Exercise objective: When you spot the word "copper" in a line of the data below, copy that line.

[Referring expression data]
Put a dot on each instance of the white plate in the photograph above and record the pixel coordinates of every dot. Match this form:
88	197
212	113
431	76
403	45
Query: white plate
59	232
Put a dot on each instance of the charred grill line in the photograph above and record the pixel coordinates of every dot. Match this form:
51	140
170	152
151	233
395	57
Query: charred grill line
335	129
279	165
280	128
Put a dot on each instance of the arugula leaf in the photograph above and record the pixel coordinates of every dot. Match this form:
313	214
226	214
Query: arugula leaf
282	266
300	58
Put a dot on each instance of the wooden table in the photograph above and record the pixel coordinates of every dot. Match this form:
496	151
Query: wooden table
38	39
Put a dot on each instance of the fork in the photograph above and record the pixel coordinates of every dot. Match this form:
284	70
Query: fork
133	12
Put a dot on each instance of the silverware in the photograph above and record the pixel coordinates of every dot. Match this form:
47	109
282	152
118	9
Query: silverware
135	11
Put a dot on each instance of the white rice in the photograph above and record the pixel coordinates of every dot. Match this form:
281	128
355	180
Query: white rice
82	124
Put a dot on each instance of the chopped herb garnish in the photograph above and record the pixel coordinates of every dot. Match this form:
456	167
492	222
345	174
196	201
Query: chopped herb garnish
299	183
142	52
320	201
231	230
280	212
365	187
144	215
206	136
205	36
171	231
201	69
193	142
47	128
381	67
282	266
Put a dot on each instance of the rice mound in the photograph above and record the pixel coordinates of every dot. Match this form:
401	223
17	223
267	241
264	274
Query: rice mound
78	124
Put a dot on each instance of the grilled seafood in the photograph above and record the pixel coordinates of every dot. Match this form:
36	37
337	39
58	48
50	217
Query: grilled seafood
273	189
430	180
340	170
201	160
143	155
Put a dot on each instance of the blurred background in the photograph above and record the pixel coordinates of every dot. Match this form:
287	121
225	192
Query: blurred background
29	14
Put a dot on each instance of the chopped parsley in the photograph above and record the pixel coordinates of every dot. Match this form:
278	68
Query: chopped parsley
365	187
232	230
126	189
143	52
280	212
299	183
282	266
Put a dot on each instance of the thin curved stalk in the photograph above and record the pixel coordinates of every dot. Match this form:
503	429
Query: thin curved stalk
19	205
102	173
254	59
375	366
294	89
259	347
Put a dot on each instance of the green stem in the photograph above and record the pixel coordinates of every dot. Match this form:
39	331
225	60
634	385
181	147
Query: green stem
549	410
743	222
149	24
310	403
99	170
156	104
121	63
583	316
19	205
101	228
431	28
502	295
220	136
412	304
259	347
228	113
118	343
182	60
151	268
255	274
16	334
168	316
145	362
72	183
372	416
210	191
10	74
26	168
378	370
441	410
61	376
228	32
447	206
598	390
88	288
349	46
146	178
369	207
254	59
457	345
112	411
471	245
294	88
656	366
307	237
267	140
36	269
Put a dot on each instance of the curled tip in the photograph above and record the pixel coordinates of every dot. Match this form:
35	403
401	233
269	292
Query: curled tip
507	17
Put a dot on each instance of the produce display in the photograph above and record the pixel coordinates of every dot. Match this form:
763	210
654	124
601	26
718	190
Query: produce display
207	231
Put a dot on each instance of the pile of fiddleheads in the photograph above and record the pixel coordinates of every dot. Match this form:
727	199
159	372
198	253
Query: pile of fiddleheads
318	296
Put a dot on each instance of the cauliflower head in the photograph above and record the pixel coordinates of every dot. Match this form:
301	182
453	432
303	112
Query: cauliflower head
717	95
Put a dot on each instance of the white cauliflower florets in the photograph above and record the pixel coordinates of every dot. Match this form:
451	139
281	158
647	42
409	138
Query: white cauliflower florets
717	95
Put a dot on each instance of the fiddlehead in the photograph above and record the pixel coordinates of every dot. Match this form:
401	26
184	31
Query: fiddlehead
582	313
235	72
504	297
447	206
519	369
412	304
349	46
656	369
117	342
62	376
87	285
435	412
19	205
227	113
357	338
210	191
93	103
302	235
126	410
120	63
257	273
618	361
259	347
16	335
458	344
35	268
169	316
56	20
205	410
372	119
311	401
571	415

* * *

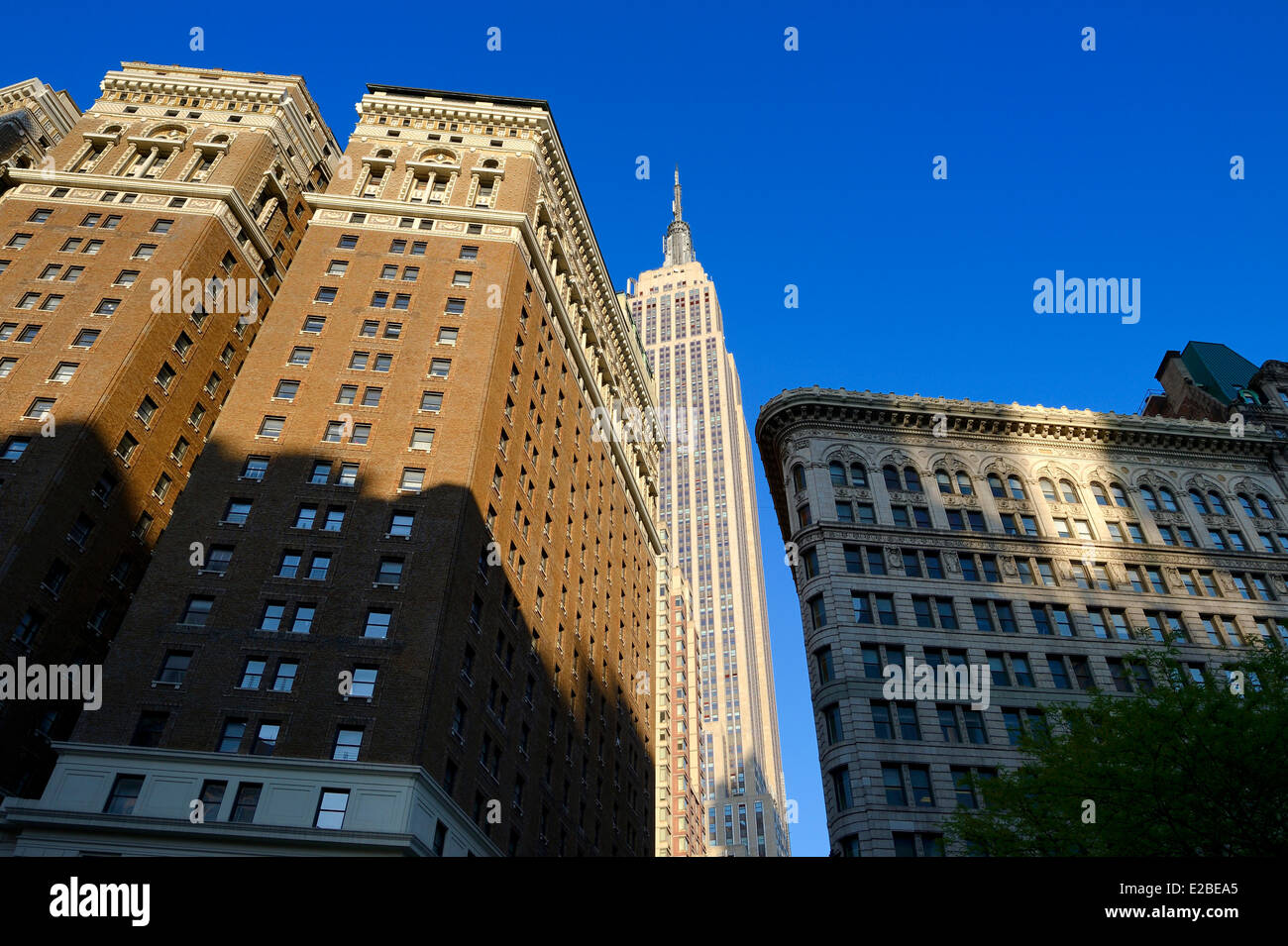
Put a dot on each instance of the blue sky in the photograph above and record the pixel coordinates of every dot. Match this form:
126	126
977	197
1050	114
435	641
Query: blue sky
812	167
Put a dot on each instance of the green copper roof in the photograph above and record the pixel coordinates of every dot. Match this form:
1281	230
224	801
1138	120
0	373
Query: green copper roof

Result below:
Put a dot on each instance of the green copper roof in the photograph above and record the pixel coordinates of every dot. Match this form:
Query: green copper roof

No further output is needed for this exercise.